Entries supplied:
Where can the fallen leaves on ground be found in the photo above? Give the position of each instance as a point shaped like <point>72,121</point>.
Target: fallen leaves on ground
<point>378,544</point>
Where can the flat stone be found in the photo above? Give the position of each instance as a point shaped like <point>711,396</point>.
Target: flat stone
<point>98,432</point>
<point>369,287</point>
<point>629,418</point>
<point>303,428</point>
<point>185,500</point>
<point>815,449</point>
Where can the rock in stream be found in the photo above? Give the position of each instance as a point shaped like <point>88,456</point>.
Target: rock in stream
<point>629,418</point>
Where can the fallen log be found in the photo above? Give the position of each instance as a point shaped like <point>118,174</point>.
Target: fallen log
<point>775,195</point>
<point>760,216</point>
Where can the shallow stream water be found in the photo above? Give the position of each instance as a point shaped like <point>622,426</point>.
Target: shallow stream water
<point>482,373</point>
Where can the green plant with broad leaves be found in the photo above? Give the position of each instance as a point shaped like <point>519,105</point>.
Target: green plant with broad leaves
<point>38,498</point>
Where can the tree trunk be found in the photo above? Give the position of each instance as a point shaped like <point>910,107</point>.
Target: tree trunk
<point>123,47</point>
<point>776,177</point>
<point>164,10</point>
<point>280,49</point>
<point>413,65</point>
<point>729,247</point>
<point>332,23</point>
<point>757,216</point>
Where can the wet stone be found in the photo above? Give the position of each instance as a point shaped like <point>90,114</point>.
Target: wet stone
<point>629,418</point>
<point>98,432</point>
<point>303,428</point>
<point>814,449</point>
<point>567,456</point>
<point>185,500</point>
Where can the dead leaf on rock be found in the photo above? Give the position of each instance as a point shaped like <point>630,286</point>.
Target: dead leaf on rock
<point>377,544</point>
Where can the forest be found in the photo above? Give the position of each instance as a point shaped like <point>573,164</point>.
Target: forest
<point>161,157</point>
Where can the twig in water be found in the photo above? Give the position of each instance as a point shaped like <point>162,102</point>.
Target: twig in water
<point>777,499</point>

--

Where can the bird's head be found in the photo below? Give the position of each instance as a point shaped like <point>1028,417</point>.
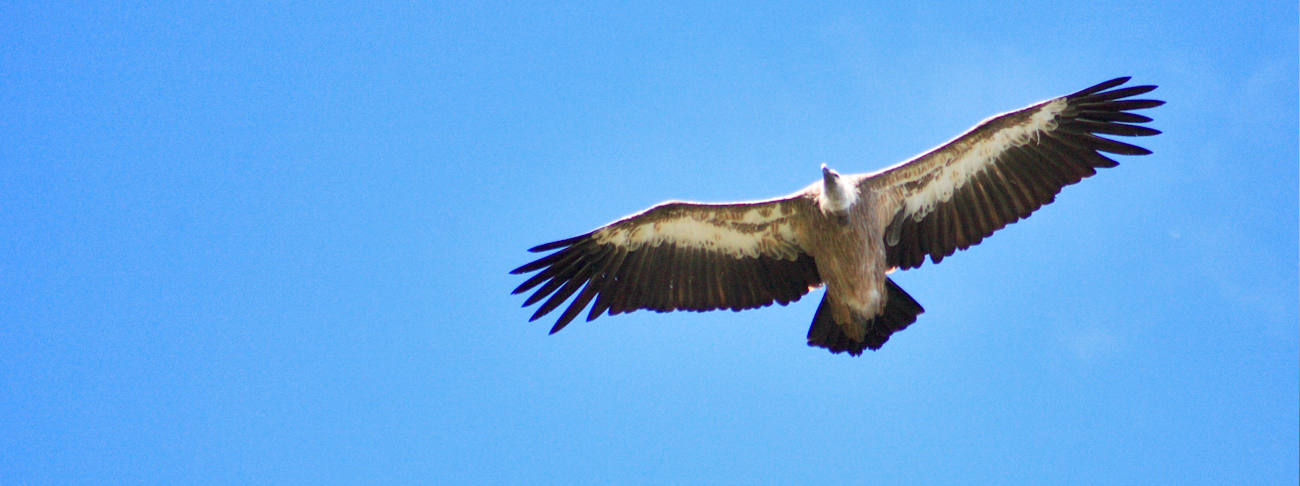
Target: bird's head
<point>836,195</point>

Problem statement:
Among the lines above, find the one with "Where can the green" and the one with "Where can the wet". Quote both and everything between them, exactly.

Result of the exercise:
Where can the green plant with broad leaves be found in the photo above? Give the position of each instance as a point shaped like <point>519,105</point>.
Target: green plant with broad leaves
<point>38,498</point>
Where can the tree trunk be found in the photo above? Give the position of each instance as a point shaped like <point>910,107</point>.
Target: tree trunk
<point>123,47</point>
<point>776,177</point>
<point>164,10</point>
<point>280,49</point>
<point>413,65</point>
<point>729,247</point>
<point>332,23</point>
<point>757,216</point>
Where can the wet stone be found in the photo above? Give the position of each instance as a point shaped like <point>90,114</point>.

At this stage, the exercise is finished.